[REQUEST]:
List every line in the data below that contains the string "shutter", copying each line in full.

[Excerpts from a dataset on pointing at objects]
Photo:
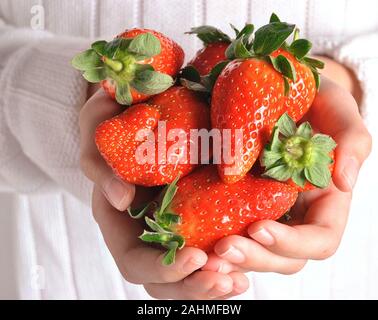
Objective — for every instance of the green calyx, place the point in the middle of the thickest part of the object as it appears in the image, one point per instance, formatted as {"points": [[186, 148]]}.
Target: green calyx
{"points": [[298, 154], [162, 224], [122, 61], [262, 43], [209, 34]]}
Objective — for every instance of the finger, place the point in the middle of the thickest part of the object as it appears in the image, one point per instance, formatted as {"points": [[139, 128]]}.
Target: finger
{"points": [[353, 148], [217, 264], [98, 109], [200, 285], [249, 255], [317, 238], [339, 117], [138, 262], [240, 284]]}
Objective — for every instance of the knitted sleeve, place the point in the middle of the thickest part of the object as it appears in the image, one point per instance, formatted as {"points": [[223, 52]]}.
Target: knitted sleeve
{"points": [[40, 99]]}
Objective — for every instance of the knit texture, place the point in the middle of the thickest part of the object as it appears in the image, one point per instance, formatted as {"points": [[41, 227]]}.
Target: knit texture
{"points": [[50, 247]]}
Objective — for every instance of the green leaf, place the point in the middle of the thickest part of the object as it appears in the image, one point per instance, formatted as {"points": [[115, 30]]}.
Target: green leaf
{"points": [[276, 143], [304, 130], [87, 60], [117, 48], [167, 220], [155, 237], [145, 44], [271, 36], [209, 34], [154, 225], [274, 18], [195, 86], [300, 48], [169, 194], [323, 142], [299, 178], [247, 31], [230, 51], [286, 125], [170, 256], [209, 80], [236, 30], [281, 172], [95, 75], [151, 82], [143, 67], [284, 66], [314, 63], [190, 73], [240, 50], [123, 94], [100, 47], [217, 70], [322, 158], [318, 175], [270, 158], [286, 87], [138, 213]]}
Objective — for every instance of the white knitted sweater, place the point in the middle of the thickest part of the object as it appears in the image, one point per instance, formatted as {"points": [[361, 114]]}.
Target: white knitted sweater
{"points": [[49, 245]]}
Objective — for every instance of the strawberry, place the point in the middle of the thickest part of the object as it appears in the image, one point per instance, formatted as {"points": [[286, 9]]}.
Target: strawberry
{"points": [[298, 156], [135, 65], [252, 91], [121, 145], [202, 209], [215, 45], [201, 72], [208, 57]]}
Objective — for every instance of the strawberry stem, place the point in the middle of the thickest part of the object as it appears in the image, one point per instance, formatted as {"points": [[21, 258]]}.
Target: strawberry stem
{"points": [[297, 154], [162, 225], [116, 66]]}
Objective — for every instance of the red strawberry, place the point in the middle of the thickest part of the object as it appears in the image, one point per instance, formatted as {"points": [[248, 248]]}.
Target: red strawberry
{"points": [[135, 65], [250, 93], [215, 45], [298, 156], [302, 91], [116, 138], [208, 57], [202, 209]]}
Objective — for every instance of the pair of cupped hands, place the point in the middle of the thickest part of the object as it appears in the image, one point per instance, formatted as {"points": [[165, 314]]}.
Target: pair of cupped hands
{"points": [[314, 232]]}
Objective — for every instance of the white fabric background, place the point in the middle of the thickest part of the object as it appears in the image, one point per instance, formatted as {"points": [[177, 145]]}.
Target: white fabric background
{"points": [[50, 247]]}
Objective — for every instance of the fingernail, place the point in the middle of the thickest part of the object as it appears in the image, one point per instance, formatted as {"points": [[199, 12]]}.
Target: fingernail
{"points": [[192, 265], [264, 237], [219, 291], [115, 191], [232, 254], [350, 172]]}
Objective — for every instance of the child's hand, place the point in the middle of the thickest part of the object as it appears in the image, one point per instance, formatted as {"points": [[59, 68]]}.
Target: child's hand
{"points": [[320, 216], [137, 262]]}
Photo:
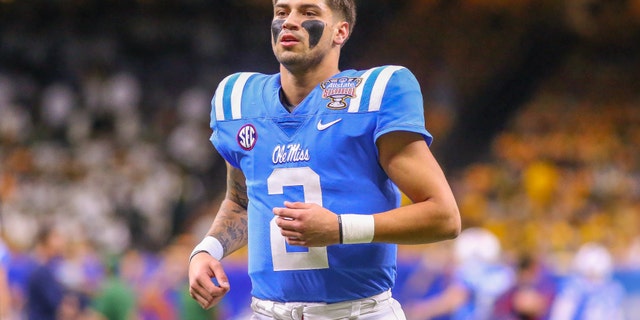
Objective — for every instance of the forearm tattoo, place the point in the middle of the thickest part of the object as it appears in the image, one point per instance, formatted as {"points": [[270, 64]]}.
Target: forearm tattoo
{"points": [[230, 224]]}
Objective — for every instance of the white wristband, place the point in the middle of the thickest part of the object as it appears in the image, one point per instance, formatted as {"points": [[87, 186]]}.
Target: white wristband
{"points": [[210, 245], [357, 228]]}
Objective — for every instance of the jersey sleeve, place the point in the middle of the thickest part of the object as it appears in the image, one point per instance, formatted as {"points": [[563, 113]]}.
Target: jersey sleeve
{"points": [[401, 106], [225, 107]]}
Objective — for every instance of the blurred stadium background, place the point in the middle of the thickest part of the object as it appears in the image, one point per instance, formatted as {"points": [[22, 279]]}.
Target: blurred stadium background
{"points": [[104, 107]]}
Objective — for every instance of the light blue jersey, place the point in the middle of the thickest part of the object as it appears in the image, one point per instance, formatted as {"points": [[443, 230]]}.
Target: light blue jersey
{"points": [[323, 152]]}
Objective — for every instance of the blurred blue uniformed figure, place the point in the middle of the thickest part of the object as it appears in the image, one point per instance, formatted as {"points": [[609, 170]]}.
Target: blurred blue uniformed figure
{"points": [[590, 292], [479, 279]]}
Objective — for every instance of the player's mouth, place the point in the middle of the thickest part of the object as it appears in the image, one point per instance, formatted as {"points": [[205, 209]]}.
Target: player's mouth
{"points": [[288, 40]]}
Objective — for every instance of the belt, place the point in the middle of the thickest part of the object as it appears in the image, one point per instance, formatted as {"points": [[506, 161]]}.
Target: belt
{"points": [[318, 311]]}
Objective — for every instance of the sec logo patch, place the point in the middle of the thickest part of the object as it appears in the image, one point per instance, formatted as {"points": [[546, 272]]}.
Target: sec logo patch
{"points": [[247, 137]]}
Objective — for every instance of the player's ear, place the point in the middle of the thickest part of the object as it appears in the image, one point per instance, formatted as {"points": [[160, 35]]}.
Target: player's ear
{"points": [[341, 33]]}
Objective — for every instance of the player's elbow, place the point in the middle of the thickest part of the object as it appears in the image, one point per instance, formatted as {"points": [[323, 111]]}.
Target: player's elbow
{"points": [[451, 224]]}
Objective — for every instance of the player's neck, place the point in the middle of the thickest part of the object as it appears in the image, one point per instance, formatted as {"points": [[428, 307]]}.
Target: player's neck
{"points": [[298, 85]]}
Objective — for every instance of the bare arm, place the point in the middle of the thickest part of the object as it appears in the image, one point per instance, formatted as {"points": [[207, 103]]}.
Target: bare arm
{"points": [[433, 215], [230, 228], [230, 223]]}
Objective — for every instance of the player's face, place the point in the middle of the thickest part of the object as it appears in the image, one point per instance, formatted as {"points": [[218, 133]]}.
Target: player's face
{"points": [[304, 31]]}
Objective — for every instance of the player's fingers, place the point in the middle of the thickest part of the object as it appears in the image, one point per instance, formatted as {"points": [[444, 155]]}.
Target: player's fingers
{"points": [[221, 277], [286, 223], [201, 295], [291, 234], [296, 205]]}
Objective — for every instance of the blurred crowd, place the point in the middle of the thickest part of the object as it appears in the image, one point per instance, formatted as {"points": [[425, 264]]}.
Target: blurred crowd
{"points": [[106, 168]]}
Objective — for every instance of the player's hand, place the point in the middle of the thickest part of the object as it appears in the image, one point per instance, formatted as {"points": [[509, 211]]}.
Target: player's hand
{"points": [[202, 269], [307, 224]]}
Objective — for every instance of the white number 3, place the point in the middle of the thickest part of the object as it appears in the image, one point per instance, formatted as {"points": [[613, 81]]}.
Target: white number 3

...

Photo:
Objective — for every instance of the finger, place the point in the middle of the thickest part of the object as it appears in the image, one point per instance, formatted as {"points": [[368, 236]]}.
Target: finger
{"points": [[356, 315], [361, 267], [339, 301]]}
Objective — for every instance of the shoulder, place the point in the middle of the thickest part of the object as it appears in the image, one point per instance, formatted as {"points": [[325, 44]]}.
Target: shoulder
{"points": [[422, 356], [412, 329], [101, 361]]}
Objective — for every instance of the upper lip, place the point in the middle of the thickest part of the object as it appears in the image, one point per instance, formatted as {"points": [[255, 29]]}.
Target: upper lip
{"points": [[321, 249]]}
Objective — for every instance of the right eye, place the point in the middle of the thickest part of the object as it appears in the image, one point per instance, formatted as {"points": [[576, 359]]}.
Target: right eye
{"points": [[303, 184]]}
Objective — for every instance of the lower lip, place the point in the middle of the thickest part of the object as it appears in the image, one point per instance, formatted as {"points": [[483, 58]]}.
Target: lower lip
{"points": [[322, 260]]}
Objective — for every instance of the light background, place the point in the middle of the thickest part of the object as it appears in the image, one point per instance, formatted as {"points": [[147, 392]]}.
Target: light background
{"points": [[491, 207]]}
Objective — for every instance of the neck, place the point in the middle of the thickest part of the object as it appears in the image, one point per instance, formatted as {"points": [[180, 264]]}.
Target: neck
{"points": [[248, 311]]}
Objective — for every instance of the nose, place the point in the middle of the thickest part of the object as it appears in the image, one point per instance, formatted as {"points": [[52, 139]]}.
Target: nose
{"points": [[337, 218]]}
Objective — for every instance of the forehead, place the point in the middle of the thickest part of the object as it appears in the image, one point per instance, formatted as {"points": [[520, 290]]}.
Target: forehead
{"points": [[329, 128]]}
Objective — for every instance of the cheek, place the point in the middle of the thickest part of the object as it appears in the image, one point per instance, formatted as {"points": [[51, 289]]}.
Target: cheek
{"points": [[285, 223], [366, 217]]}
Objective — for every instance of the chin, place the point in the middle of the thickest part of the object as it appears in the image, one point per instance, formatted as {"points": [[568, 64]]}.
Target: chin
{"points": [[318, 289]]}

---

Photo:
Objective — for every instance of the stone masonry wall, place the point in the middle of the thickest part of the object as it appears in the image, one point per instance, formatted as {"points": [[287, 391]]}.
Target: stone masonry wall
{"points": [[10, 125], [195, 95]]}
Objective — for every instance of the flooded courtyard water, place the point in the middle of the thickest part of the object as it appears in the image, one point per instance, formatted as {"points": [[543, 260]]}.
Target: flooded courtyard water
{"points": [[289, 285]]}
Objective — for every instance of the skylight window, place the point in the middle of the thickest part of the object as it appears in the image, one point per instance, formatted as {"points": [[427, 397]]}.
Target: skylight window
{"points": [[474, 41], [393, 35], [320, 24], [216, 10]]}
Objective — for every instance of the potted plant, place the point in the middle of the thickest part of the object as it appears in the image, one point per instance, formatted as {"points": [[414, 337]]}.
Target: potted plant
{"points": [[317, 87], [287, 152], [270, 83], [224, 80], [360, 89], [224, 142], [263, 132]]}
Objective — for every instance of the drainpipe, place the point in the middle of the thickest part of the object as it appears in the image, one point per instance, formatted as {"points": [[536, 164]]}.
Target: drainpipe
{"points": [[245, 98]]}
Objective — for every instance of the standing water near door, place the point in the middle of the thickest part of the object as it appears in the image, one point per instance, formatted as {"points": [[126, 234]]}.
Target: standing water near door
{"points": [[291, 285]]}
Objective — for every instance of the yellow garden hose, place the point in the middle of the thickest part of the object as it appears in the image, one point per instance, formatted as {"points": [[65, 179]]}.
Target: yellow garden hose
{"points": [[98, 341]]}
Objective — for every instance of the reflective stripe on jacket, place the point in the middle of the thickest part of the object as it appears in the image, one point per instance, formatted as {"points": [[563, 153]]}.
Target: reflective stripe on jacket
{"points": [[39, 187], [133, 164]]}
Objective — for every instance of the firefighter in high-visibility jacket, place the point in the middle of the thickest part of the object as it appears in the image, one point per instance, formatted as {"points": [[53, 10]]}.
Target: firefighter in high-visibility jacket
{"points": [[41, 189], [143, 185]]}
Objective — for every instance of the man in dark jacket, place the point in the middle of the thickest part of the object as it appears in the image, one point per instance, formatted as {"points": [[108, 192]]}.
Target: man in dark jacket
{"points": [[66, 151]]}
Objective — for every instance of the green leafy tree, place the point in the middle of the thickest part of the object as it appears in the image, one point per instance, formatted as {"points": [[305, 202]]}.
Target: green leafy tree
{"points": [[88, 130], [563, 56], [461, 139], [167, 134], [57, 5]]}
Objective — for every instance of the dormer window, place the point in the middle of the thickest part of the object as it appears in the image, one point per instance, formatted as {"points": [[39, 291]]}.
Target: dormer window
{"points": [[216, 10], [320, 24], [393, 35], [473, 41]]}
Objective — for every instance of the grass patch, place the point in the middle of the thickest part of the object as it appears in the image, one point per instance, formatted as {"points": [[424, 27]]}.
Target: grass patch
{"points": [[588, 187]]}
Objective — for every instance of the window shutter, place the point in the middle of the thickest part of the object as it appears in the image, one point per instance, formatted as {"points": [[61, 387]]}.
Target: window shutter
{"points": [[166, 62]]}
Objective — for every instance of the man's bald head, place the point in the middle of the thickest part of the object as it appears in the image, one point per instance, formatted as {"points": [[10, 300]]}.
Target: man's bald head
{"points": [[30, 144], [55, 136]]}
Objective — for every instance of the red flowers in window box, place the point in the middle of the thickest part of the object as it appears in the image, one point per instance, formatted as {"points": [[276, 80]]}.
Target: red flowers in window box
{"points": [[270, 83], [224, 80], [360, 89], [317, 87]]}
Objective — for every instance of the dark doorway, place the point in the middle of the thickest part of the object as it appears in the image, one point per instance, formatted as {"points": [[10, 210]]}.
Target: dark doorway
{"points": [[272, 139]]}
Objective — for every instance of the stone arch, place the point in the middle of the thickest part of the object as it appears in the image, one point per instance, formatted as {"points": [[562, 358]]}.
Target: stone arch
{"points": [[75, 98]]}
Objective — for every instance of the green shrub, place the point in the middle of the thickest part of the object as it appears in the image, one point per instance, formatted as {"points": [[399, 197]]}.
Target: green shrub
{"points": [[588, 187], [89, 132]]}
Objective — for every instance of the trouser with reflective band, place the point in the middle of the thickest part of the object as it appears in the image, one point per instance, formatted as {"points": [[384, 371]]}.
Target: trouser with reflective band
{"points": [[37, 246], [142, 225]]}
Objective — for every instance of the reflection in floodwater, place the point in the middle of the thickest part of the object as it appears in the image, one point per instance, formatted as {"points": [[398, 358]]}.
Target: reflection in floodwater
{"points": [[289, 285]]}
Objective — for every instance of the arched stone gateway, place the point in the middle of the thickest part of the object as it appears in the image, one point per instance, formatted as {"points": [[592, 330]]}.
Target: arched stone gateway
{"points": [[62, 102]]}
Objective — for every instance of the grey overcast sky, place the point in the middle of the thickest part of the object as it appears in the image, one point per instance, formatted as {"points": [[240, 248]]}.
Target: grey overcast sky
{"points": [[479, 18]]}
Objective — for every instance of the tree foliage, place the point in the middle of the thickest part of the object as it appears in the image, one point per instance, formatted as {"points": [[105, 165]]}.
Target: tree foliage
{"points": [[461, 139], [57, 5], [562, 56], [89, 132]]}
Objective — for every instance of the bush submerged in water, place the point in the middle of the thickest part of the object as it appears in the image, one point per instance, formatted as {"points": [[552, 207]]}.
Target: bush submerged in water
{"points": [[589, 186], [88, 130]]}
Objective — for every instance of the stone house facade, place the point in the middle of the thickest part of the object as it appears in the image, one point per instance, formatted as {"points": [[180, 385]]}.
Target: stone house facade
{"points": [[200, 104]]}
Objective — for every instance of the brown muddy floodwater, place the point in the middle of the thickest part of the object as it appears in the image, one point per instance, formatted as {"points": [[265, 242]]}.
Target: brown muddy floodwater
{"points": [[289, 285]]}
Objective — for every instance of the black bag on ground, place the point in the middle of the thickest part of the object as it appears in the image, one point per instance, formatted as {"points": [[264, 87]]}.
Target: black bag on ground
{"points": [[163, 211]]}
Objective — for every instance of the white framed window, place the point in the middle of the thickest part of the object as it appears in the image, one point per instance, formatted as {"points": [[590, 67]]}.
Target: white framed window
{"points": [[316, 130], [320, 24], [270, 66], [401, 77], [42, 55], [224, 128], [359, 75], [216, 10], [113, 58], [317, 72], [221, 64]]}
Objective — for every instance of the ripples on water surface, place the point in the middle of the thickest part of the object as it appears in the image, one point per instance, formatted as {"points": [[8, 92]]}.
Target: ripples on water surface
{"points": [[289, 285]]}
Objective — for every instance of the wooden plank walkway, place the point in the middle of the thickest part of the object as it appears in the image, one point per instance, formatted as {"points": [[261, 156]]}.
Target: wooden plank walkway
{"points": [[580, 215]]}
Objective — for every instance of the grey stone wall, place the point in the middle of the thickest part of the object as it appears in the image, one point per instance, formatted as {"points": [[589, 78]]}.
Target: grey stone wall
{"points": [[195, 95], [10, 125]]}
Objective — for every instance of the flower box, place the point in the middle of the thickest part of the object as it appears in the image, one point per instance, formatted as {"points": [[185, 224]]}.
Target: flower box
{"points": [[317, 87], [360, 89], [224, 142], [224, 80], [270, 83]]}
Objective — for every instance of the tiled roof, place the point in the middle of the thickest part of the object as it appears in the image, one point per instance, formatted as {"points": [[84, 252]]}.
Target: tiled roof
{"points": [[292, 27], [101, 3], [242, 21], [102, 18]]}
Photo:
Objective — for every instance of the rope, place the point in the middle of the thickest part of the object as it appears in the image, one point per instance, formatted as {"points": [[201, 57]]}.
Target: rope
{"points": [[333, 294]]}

[COMPLETE OUTPUT]:
Objective — for every instance of the window shutter, place the point in the middle of the thickest part of the object as it appears in the image, one point per instance, formatted as {"points": [[61, 387]]}.
Target: window shutter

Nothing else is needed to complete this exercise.